→ **Текст страницы**:
══════════════════════════════

ACCA-Fantasy

Литературно-ролевое издание. Интернет-версия

Хэль Итилиенская & Боромир Гондорский

И изъясняются с трудом на языке своём родном

Исследования

Казалось бы, столько уже разговоров говорено, столько копий сломано в спорах на тему, какими должны быть переводы Толкина, что переводчикам должно бы и надоесть вновь и вновь топтаться по одним и тем же граблям. Ан нет — вот и снова «радуют» они нас своими несусветными «изысками», так, что впору за голову схватиться. Это мы о последнем по времени переводе речь ведём (СПб.: Азбука, 1995). Делала его довольно большая команда — Мария Каменкович и Валерий Каррик, при участии В. Маториной и С. Степанова. И хотя с чьей-то лёгкой руки (есть подозрение, что с руки самих же переводчиков и основанного ими Толкиновского общества Санкт-Петербурга) этот перевод постоянно именуют САМЫМ ЛУЧШИМ, с нашей точки зрения, тут впору говорить лишь о самом полном ПОДСТРОЧНИКЕ. Возможно, с нами кто-то и не согласится, только негоже в ЛИТЕРАТУРНОМ переводе допускать подобные ляпсусы: «Следом //Здесь и далее выделено нами// за эльфом из-за утёса показались Боромир с Арагорном, с трудом бредущие вслед» (I, с. 436) — к «маслу масляному» (следом — вслед) прибавляется ещё и неудобочитаемое сочетание «Боромир с Арагорном, с трудом»; «Фродо заснул — всё ещё с песней Леголаса в ушах» (I, с. 506) — что лапшу на уши вешают, к этому мы уже привыкли, но чтобы песни из ушей торчали, такого, пожалуй, мы до сих пор не встречали; «Боромир поспешил захлопнуть дверь и заклинить её осколками мечей и досками» (I, с. 479) — что же это за мечи такие, разрешите спросить, рассыпающиеся на осколки, словно китайский фарфор, и как можно заклинить дверь осколками? «Глаза он, казалось, закрыл, но из-под опущенных век внимательно наблюдал за Фродо» (I, с. 107) — мы не станем спорить, будто средиземские маги не обладают паранормальными способностями, но позвольте всё же усомниться в том, что Гэндальф проделывал такие трюки, наблюдая за Фродо. Скорее всего, он следил за хоббитом сквозь опущенные ресницы или же веки у него были полуопущены!

══════════════════════════════

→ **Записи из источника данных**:
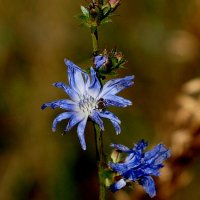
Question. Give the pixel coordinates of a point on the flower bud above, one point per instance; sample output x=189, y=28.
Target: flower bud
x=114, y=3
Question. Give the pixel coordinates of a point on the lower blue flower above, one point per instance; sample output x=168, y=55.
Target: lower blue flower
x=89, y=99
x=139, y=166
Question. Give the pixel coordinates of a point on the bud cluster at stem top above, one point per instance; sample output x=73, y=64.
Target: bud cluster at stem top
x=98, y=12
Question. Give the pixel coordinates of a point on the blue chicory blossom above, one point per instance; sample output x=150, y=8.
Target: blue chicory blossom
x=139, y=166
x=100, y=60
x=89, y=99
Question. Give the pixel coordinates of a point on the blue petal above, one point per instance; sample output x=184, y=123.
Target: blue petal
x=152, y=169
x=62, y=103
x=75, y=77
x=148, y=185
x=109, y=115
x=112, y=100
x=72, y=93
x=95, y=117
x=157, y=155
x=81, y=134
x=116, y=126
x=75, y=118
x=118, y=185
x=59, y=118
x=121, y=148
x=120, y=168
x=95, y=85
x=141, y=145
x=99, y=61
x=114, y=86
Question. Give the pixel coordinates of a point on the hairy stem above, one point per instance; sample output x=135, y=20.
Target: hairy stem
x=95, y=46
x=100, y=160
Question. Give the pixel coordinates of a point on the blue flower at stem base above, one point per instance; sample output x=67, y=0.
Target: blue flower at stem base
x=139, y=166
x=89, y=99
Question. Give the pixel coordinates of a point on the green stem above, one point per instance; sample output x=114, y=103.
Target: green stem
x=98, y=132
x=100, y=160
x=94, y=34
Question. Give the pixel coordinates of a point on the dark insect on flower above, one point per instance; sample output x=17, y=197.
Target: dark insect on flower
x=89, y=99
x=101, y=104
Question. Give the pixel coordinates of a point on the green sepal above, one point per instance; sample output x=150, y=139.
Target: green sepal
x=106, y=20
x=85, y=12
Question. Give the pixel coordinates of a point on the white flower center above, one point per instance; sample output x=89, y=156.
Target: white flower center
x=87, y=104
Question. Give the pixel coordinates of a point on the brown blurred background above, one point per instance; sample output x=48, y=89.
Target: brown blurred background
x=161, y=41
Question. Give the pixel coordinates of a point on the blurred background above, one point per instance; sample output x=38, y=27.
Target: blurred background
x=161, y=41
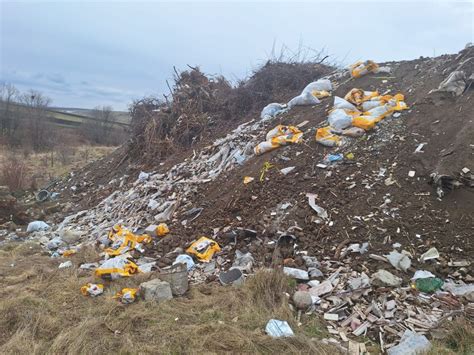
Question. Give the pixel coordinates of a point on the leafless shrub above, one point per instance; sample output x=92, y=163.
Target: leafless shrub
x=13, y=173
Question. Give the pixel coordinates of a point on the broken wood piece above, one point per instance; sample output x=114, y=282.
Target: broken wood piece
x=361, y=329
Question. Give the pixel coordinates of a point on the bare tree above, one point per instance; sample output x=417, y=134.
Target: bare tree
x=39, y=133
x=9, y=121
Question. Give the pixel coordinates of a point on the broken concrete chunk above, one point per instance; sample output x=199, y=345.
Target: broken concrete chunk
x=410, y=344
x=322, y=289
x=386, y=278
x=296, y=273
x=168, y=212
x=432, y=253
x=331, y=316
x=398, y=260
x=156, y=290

══════════════════════════════

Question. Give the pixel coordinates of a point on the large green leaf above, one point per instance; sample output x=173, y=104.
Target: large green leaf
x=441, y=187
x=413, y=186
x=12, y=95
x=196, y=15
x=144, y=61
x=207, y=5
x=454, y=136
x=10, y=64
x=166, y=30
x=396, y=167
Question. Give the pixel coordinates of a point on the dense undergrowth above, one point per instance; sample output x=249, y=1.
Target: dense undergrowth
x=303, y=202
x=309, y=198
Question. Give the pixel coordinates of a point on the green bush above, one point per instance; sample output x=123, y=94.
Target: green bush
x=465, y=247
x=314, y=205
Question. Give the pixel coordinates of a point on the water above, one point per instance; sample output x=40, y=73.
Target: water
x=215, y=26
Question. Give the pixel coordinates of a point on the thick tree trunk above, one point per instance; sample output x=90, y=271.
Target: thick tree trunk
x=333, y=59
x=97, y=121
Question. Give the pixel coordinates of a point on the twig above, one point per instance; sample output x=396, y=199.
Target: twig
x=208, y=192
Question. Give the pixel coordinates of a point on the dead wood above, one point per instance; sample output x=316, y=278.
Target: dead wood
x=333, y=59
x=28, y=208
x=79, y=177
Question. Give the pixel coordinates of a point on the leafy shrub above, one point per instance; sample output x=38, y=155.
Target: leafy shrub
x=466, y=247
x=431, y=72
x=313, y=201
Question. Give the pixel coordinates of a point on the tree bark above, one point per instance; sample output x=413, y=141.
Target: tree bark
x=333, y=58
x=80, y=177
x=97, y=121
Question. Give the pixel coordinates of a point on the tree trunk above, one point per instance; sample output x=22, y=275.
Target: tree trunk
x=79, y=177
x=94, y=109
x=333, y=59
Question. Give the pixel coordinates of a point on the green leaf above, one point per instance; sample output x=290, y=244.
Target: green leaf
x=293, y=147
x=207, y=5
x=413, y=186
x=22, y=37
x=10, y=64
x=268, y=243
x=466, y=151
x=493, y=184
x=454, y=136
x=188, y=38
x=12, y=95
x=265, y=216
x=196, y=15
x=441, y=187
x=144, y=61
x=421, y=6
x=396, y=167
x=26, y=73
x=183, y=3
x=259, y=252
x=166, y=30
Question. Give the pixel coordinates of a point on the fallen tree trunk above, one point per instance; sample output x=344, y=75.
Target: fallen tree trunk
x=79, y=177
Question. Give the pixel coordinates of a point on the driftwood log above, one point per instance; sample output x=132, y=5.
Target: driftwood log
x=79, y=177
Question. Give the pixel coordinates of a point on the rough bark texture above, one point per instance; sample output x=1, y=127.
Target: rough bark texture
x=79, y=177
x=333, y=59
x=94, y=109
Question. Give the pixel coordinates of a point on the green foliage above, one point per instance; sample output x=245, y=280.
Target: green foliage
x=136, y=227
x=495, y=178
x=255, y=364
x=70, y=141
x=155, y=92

══════════════════════════════

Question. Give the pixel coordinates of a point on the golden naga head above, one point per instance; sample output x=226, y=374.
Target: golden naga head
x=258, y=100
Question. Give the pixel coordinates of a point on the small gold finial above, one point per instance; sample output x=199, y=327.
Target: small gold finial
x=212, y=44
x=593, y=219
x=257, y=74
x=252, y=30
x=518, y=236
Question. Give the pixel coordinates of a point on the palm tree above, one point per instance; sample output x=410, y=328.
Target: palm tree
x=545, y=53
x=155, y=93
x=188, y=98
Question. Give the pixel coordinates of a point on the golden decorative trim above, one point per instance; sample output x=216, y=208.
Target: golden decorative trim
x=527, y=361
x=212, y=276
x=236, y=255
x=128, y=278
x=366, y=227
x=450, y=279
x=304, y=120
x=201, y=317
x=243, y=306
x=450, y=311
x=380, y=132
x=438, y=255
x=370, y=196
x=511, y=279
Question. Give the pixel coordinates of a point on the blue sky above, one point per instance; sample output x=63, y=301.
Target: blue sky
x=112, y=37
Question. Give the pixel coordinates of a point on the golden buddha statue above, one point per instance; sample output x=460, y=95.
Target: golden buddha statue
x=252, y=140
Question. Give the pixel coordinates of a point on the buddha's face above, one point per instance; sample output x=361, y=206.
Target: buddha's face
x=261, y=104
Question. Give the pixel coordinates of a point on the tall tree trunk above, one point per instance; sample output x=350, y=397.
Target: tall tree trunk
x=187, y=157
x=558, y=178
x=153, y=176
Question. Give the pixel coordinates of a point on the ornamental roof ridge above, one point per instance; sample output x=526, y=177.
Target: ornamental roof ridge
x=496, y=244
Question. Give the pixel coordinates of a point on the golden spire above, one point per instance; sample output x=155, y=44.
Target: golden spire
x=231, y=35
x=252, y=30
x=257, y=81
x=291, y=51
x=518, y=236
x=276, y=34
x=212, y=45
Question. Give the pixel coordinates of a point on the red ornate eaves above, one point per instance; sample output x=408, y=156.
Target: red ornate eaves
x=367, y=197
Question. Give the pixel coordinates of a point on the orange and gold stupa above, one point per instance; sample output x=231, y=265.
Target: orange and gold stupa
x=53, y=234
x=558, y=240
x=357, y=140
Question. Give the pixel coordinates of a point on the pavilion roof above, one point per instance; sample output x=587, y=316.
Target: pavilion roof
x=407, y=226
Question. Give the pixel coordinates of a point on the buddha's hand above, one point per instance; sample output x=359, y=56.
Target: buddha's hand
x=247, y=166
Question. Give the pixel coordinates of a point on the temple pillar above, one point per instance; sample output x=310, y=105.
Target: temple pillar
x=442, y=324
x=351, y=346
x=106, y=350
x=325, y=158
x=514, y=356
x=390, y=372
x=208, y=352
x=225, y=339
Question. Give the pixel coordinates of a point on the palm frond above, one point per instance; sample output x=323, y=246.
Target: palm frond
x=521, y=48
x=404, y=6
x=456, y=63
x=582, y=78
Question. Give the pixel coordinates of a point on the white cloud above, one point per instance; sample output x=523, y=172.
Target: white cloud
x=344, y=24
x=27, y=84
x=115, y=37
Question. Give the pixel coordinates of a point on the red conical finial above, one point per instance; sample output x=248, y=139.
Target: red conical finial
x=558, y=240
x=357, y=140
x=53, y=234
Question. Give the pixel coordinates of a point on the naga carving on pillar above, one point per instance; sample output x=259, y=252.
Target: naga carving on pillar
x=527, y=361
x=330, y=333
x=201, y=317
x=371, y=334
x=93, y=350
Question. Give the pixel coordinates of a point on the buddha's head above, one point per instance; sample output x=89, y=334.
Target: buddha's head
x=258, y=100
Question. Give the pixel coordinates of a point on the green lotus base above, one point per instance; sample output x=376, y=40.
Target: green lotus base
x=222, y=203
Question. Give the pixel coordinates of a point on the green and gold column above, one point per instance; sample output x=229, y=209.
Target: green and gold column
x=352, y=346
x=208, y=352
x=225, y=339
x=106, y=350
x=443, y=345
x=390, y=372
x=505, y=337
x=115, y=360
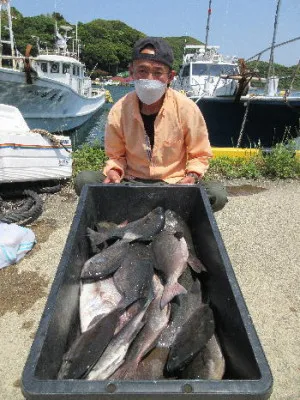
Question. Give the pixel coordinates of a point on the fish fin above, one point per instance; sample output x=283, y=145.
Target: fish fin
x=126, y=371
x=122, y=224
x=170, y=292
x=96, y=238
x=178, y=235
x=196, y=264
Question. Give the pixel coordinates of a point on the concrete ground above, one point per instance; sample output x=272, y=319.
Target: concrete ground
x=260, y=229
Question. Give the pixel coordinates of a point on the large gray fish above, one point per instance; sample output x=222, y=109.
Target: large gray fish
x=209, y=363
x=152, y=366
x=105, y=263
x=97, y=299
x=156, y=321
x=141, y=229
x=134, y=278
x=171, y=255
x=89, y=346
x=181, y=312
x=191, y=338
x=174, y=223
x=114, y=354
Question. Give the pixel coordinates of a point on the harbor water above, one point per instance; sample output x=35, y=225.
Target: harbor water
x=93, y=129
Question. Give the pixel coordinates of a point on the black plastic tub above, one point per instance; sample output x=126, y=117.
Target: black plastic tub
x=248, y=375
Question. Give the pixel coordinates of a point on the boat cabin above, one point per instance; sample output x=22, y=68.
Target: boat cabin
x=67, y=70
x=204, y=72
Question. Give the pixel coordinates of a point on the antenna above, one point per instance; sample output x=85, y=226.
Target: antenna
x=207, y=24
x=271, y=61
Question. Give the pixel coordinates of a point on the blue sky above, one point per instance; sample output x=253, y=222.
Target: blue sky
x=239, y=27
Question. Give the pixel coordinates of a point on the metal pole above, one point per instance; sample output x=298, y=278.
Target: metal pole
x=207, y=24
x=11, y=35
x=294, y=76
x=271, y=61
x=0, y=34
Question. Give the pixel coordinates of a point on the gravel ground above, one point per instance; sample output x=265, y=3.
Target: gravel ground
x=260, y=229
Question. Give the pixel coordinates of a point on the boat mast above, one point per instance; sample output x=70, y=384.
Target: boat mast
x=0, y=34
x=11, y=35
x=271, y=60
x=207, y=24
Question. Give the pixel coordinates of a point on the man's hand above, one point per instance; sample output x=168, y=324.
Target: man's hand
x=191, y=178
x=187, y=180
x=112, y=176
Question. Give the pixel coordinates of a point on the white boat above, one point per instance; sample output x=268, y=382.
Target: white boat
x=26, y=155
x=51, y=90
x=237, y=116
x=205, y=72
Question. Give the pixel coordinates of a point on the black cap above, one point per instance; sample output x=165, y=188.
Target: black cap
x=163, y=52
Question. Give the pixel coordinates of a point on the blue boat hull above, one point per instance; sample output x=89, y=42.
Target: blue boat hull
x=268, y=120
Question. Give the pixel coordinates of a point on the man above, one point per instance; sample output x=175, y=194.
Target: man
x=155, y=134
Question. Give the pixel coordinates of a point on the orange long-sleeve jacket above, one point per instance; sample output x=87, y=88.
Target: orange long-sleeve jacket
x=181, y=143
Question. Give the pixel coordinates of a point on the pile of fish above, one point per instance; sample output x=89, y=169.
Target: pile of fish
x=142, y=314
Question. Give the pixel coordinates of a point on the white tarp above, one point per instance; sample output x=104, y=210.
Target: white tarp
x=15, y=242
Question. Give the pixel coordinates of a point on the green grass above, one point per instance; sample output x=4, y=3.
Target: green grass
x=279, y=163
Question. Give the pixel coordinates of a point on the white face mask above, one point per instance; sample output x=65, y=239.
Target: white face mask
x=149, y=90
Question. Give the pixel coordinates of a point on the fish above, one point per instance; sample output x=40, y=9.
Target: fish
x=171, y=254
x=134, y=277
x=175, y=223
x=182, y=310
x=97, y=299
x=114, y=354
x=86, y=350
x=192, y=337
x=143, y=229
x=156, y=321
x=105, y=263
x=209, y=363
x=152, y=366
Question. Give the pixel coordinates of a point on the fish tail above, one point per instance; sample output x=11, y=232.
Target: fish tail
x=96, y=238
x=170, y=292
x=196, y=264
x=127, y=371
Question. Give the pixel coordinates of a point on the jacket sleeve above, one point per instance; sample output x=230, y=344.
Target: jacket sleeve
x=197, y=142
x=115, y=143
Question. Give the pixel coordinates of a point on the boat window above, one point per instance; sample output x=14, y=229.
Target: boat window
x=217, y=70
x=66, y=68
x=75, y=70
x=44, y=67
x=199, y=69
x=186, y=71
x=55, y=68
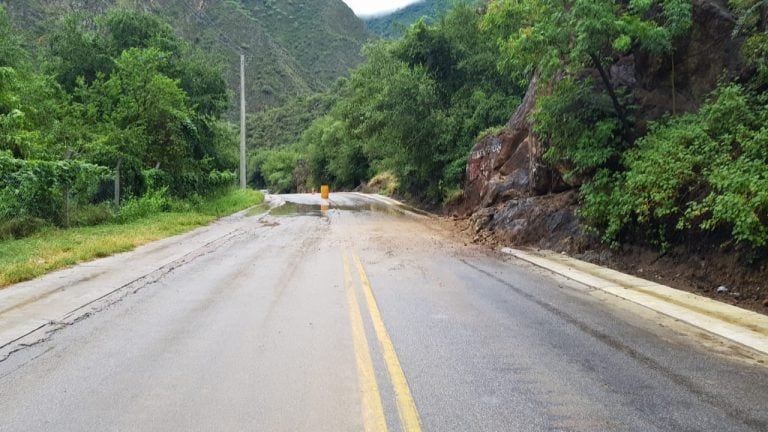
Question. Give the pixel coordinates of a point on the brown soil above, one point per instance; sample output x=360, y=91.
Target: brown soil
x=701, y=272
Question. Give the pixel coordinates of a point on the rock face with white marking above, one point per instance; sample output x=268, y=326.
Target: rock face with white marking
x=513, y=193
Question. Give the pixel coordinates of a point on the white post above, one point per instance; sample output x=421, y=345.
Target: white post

══════════════════════════════

→ **Задание**: Какое издательство и в каком году выпустило перевод Толкина, разбираемый в тексте страницы?

→ **Ответ**: Издательство «Азбука» (Санкт-Петербург), 1995 год.